Task statement
Find every line in the listing below that contains the word "hair", and copy each one.
### Records shown
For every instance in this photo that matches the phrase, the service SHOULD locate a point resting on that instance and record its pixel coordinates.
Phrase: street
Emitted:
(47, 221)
######
### Records shown
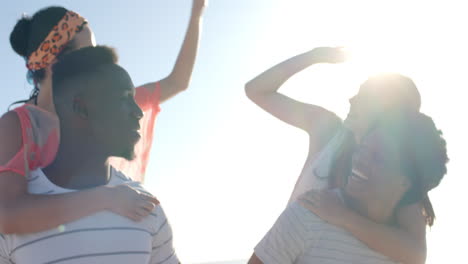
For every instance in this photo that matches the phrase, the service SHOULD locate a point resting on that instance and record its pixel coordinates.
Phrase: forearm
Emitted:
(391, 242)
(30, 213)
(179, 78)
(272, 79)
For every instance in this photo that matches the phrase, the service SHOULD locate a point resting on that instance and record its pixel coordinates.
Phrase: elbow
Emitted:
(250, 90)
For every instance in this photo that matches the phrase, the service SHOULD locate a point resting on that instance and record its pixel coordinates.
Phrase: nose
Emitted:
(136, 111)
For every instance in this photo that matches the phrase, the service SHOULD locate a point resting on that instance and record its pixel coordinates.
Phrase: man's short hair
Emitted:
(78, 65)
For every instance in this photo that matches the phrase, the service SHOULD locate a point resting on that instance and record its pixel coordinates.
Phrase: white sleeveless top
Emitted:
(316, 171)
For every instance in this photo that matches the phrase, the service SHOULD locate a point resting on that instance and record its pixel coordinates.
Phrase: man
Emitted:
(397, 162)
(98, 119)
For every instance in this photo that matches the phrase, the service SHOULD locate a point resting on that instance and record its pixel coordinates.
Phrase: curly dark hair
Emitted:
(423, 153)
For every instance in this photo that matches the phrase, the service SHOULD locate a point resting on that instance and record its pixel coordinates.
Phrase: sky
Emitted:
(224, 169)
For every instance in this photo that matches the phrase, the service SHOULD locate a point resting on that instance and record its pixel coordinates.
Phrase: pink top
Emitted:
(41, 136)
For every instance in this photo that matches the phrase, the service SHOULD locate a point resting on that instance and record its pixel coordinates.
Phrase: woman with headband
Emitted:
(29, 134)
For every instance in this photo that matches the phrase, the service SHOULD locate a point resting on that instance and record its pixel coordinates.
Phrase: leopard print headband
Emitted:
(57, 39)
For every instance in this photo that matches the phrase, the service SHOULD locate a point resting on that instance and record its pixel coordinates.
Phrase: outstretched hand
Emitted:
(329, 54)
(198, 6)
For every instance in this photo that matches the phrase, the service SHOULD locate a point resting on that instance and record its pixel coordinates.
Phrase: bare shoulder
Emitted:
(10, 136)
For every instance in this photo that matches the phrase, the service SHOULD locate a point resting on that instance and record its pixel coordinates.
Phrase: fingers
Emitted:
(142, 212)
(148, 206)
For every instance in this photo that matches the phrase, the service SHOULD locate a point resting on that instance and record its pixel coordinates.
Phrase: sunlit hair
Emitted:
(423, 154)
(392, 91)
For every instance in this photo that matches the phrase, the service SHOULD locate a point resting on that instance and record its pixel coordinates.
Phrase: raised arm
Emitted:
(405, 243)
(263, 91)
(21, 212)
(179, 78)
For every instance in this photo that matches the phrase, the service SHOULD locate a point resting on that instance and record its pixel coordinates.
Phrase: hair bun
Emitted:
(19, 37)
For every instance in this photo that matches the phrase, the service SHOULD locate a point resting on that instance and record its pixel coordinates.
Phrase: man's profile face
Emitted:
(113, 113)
######
Result of this exercise
Phrase: man's short hair
Phrase: curly dark hair
Phrase: sunlit hair
Phrase: hair bun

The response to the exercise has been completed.